EXTRACTED MATERIAL:
━━━

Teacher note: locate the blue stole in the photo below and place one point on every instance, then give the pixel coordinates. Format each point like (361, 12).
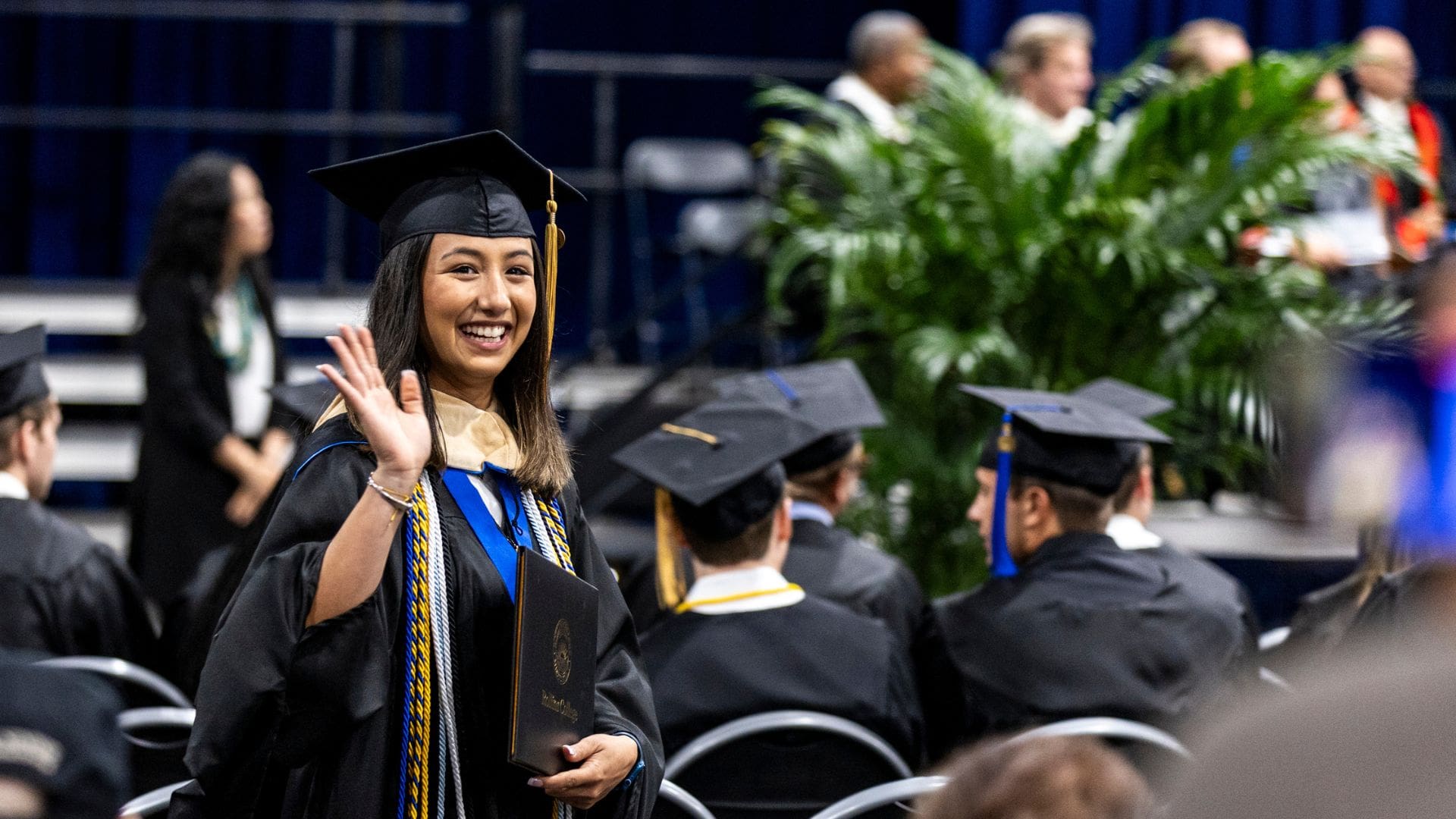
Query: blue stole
(497, 545)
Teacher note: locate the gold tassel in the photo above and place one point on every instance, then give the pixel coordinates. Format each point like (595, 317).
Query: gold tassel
(555, 238)
(672, 579)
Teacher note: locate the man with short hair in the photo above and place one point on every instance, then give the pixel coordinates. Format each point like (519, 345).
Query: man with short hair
(823, 477)
(887, 67)
(1385, 76)
(1207, 47)
(1069, 626)
(1046, 63)
(745, 640)
(60, 589)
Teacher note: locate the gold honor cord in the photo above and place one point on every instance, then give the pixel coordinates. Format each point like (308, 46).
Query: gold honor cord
(672, 576)
(555, 238)
(691, 605)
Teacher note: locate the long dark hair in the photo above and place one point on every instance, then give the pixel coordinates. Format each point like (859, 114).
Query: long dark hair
(190, 231)
(522, 391)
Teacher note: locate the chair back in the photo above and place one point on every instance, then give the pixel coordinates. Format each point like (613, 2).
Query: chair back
(880, 798)
(783, 765)
(689, 167)
(124, 672)
(676, 803)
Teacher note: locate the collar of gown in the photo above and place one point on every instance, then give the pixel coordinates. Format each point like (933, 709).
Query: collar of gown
(12, 487)
(1130, 534)
(472, 438)
(766, 586)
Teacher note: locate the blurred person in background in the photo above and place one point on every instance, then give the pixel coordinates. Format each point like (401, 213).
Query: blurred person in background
(212, 447)
(887, 67)
(61, 591)
(1046, 64)
(1040, 779)
(1207, 47)
(1385, 79)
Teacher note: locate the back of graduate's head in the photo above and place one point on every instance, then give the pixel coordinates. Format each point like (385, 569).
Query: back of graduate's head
(750, 522)
(1059, 485)
(30, 414)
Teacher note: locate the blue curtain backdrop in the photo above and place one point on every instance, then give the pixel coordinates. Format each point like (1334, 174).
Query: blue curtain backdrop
(76, 203)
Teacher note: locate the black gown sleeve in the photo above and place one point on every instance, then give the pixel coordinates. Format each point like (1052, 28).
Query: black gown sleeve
(273, 691)
(105, 610)
(623, 697)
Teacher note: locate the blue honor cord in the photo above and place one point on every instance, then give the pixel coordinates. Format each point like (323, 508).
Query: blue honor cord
(1002, 564)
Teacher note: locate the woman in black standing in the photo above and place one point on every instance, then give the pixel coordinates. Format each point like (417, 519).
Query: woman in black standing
(364, 665)
(212, 447)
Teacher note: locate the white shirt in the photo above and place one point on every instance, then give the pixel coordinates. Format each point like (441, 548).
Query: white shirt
(767, 589)
(246, 390)
(1062, 130)
(1130, 534)
(14, 487)
(886, 118)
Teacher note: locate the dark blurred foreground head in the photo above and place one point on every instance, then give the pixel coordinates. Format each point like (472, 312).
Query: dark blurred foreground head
(1373, 736)
(1040, 779)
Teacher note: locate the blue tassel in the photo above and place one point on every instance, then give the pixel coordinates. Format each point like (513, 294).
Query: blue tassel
(1002, 564)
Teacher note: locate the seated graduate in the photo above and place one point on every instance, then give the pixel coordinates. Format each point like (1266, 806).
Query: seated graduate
(61, 591)
(745, 640)
(61, 752)
(830, 561)
(1069, 624)
(364, 667)
(1133, 506)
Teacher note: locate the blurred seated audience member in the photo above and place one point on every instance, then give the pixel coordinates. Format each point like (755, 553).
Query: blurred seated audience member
(1046, 64)
(1207, 47)
(1385, 79)
(745, 640)
(887, 67)
(1131, 509)
(61, 755)
(61, 591)
(212, 445)
(1370, 736)
(1052, 777)
(1069, 624)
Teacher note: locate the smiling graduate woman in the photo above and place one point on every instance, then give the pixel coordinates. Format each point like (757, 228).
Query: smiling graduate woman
(364, 667)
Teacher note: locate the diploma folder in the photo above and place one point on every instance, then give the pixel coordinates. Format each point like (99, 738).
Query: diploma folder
(554, 679)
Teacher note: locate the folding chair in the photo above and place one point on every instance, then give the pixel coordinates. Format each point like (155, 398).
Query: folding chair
(677, 168)
(783, 764)
(676, 803)
(883, 796)
(153, 802)
(123, 670)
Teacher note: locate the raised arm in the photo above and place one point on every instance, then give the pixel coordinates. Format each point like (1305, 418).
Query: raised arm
(398, 433)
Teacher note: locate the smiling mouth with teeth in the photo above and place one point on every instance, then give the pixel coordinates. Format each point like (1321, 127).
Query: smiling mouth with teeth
(488, 333)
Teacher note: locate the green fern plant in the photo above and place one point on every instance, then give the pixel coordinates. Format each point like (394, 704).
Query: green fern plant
(981, 253)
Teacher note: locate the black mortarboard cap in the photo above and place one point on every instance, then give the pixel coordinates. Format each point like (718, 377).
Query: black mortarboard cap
(475, 186)
(832, 395)
(1066, 438)
(1122, 395)
(20, 376)
(58, 735)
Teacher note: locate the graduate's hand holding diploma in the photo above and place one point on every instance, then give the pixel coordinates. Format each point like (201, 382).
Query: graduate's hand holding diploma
(604, 761)
(398, 433)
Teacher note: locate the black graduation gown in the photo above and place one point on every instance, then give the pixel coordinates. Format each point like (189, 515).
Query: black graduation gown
(63, 592)
(306, 722)
(1084, 630)
(180, 493)
(832, 563)
(814, 654)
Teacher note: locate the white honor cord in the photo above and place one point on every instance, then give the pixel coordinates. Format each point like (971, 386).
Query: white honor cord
(533, 519)
(444, 670)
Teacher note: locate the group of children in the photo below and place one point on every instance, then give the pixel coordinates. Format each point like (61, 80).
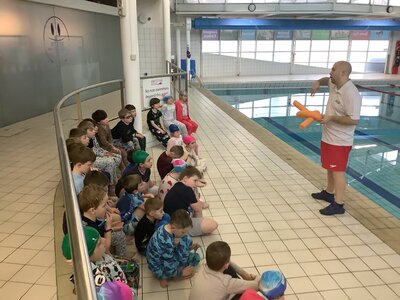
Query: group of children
(120, 203)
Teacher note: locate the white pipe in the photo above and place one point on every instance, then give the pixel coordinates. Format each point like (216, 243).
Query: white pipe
(178, 46)
(167, 29)
(130, 58)
(188, 54)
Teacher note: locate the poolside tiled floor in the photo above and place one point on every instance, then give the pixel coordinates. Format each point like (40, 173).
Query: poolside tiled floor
(260, 199)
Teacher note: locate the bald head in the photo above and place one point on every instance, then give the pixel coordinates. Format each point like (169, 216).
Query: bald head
(344, 67)
(340, 73)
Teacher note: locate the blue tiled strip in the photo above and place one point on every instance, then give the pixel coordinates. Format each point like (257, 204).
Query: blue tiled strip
(350, 171)
(390, 146)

━━━

EXERCISE TASK: Output all of the data exactly as it stands, minus any images.

EXPECTED OUTPUT:
Teacher note: locate the blue stole in the photo below and place one point on every instance, then give the pixel coordinates. Format each point like (361, 12).
Query: blue stole
(497, 545)
Teacher note: locate the gold tassel in the photo above and place one point on every instance, then give the pixel coordinates. Format each point like (595, 317).
Query: gold tassel
(555, 238)
(672, 579)
Teacher note: locate the man with short hair in the photo above and place one point on every instance, then give the pixel coordinates. Format each point like (519, 345).
Query: man with short hair
(823, 477)
(887, 67)
(1385, 76)
(1207, 47)
(1069, 626)
(1046, 63)
(745, 640)
(60, 589)
Teacher note: locate the gold honor cord in the photo above and place one point on every instance, then give the pixel coordinates. Format each point like (308, 46).
Query: gold honor cord
(672, 576)
(555, 238)
(691, 605)
Teacher note: locate the long dark hair in the photo above and place one point on every instance, then give the pixel coordinates. Format each point like (859, 114).
Query: long dark hair
(190, 231)
(522, 391)
Teacher note: locate the chair back in the photo above and place one point on every instance, then give the pixel coordinates. Format each point like (613, 2).
Query: chair back
(880, 798)
(783, 765)
(689, 167)
(124, 672)
(676, 803)
Teacher note: locate the collar of gown in the photo above and place one point on every instance, then give the pixel coordinates. Format each point like (933, 709).
Query: collar of gown
(12, 487)
(1130, 534)
(472, 438)
(766, 586)
Teacher note: locate the blurred person in background in the photo above and place one point on every instance, then give the pixel coordinates. Format each point like (401, 213).
Query: blurred person in background
(212, 447)
(887, 67)
(61, 591)
(1046, 64)
(1040, 779)
(1207, 47)
(1385, 79)
Teacher note: locate the back of graduate's head in the photo above and place one point on every instance, then give the pixel coordinates. Format each point like (385, 569).
Query: back of graduate's head
(750, 522)
(1059, 485)
(30, 414)
Teacher note: locate the blue curtain backdrop in the photo above and place one point on every instance, then give the pixel coordinates. Format each point like (1334, 174).
Query: blue curtain backdrop
(76, 203)
Teacher note: locate the black gown sleeve in the photo above and place one point on every instance, then give the pixel coordinates. Format each point like (1052, 28).
Query: black gown sleeve
(273, 691)
(105, 610)
(623, 697)
Teacher note: locate the blue honor cord in the photo above and place one point on every instance, then give the pixel coordinates. Format each point like (323, 508).
Query: blue honor cord
(1002, 564)
Teacher note: locate the woman in black standing in the photo above and place one point on every instance, then give the pixel coordinates. Format each point like (417, 519).
Query: woman in black standing
(364, 665)
(212, 447)
Teacher note: locate the white shirt in the photo above and place one point on every instance, then give the pixel coordinates. Format each point like (441, 548).
Query: white shirt
(767, 589)
(246, 390)
(1062, 130)
(1130, 534)
(14, 487)
(886, 118)
Teacher note: locate the dark blurred foreground head in the photo above and place one point on every instance, then give the pixel coordinates. Format each point like (472, 312).
Query: dark blurred foreground head
(1373, 736)
(1040, 779)
Teacher note: locate the blue tassel in the photo above and place one point on every instance, then give the pixel coordinates. Format each point like (513, 294).
Query: blue tassel
(1002, 564)
Teacher note: locate the seated graduate in the photo above and place one point on every instance, then give the pixel coordinates. Format each point like (1266, 806).
Query: seated graduate
(61, 591)
(745, 640)
(61, 752)
(830, 561)
(1069, 624)
(364, 667)
(1133, 506)
Teacher note: locate the blurred seated audience member in the photo above and place one point on every instance, then give the pixel coordinates. Format each point like (755, 553).
Query: blurred seated audience member
(1046, 64)
(1207, 47)
(1385, 79)
(745, 640)
(887, 67)
(1131, 509)
(61, 755)
(61, 591)
(212, 445)
(1370, 736)
(1052, 777)
(1069, 624)
Teacher note: locate the smiling graduate woman in the photo above and place one point on every instance, then give the pixel coordinates. Format each point like (757, 228).
Query: smiling graduate woman
(364, 667)
Teacher note: locate the diploma folder in the photo above and place one point on every instance, then give the pixel coordinates. Format each point like (99, 738).
Query: diploma folder
(554, 679)
Teacher note: locate the folding chair in the photo above and place one point on every instance, then give the pixel coordinates. Format each point like (155, 398).
Query: folding chair
(677, 168)
(783, 764)
(676, 803)
(883, 796)
(153, 802)
(123, 670)
Teacher note: locate the raised arm in the photo above and place one point on every instance, then give the pixel coordinates. Format each point like (1305, 418).
Query: raised arm
(398, 433)
Teacher note: locate the smiling mouth with teeth in the photo above and place one point on every instance, then give the pixel coordinates. Format each point like (1321, 127).
Query: smiling mouth with teeth
(488, 333)
Teacher note: locate the green fern plant in the photo above and place one point on every instance, then give the pixel coordinates. Format each point like (394, 704).
Query: green fern plant
(981, 253)
Teacher note: locate the black mortarboard cap in the photo above and place one point on every instance, then give the pixel coordinates. Format each point like (718, 377).
Query: black mortarboard cap
(475, 186)
(832, 395)
(1066, 438)
(1122, 395)
(20, 376)
(58, 735)
Teacher note: locate the graduate's hand holding diploma in the photo above and place one point on every instance, then give the pixel coordinates. Format each point like (201, 382).
Query: graduate's hand holding diploma
(604, 761)
(398, 433)
Teacher note: locate the black graduation gown in the photo above and place one point on every instance, then give the pixel coordinates. Format each point like (189, 515).
Query: black graduation gown
(63, 592)
(306, 722)
(1084, 630)
(180, 493)
(832, 563)
(814, 654)
Teacher note: locate the white honor cord in the photo above and place one point on every instance, then give the pixel coordinates. Format each point like (971, 386).
Query: white honor cord
(533, 519)
(444, 670)
Teacher note: locate the group of children in the photo below and place one point on every instance, then give the pixel coordinates. Format each point like (61, 80).
Query: group of children
(120, 203)
Teacher note: locate the white pipe in the photo above and place one point on every instance, then give the pixel coordinates. Format each point like (216, 243).
Query: white pipe
(178, 46)
(167, 29)
(130, 58)
(188, 54)
Teacher note: locate the poolside tiled floor in the photo above and place one point on every instance, then give the pixel coordinates. Format each point like (40, 173).
Query: poolside tiled floor
(260, 199)
Teacher note: locate the bald head in the photo above and place one point on every instance, then give the pixel coordinates. Format each point like (169, 216).
Query: bald head
(344, 67)
(340, 73)
Teacher note: locate the blue tiled strip in the photo above and place one point on every instance, then give the pixel coordinates. Format each point like (257, 204).
Query: blue tiled strip
(350, 171)
(390, 146)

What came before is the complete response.